» **INSTRUCTIONS TO FOLLOW**
Reproduce verbatim the lines of the data from the line containing "TARGET = giraffe neck" through the line containing "column 154, row 40", including both of those lines.

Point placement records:
===
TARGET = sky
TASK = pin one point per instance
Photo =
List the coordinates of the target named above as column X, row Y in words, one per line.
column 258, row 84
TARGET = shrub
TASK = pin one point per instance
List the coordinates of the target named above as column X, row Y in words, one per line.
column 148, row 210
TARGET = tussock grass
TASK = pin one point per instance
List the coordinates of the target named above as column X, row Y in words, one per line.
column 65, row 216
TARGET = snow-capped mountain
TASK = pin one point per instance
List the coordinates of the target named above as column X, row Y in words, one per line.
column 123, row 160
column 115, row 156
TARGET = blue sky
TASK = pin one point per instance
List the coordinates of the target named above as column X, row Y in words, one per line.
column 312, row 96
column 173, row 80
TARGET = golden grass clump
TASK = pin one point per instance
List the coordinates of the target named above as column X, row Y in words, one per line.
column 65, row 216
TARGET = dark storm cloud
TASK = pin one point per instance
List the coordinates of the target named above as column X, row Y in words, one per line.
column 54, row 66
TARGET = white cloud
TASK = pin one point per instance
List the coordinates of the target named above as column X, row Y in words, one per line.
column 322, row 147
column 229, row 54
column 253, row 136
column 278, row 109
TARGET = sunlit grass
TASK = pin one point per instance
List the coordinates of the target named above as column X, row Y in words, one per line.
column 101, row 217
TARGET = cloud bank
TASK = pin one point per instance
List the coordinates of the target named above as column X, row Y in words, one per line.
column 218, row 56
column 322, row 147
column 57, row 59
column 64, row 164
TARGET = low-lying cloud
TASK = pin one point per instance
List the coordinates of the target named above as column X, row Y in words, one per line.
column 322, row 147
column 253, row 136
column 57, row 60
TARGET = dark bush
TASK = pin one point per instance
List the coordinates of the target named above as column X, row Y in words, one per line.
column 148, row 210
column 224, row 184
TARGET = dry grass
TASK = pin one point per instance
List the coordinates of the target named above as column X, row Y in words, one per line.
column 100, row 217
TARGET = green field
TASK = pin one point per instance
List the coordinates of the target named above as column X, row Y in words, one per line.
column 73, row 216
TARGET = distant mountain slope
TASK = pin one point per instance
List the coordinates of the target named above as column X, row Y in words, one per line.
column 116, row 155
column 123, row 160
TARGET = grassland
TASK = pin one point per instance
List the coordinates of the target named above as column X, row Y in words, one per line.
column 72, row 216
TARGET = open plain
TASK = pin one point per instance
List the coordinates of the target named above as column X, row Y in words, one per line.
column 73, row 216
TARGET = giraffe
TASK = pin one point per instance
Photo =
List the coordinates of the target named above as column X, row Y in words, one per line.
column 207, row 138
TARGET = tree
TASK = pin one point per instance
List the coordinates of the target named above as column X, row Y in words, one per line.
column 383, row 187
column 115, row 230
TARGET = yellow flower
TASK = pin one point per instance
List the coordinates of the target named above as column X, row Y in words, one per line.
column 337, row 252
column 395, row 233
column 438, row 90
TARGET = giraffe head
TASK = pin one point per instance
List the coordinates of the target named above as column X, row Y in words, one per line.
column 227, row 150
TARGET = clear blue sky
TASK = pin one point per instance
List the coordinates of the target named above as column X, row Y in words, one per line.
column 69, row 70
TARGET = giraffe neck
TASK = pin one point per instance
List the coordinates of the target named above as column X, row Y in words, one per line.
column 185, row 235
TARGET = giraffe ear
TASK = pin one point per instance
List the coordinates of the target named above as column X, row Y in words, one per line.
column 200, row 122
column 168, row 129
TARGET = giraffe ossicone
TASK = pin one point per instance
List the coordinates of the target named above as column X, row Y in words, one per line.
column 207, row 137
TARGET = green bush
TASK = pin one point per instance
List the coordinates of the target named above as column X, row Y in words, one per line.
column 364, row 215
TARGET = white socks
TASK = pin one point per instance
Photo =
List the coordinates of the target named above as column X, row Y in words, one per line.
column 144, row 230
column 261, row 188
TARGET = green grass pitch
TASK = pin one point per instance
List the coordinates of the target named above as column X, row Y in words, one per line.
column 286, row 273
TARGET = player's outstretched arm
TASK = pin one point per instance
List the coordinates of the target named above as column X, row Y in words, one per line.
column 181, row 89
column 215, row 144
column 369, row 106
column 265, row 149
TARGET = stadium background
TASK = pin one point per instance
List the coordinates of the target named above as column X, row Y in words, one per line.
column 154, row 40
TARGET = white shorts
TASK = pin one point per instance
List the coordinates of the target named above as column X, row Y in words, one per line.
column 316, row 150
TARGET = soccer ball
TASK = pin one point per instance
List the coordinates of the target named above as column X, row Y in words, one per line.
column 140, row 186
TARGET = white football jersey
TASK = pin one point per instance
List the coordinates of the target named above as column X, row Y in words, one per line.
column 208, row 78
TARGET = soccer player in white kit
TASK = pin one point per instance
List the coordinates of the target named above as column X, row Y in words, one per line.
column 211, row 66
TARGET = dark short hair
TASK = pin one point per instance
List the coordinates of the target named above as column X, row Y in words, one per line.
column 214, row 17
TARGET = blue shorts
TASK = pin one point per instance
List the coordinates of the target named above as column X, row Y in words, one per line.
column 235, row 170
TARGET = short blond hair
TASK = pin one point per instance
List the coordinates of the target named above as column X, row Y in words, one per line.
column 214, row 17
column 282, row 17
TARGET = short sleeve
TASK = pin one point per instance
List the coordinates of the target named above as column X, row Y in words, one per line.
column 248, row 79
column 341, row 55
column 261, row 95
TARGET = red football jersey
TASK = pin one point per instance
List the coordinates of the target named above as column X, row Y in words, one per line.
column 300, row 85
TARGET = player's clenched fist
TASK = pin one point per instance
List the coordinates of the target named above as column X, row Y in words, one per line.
===
» **FINAL RESULT**
TARGET = giraffe neck
TASK = pin one point per instance
List the coordinates of the target named above as column X, row Y in words, one per line.
column 185, row 235
TARGET = giraffe ear
TASK = pin one point per instance
List the coordinates of the target named above as column X, row Y in words, one per line.
column 200, row 122
column 168, row 129
TARGET = giraffe ossicone
TASK = pin one point per instance
List the coordinates of the target named above as column X, row Y in words, one per line.
column 207, row 137
TARGET = green bush
TASK = pin one point per instance
List the coordinates of the target named above as column X, row Y in words, one per line.
column 364, row 215
TARGET = white socks
TASK = pin one point per instance
Photo =
List the coordinates of the target named above as column X, row Y in words, one per line.
column 144, row 230
column 261, row 188
TARGET = green grass pitch
TASK = pin one point per instance
List the coordinates of the target named above as column X, row Y in words, one per line.
column 286, row 273
TARGET = player's outstretched arm
TASK = pin one point per instance
List the coordinates of the target named above as column X, row Y in words, one per line.
column 181, row 89
column 215, row 144
column 369, row 106
column 265, row 149
TARGET = stadium background
TASK = pin one point per instance
List the coordinates of the target named above as column X, row Y in words, one per line.
column 154, row 40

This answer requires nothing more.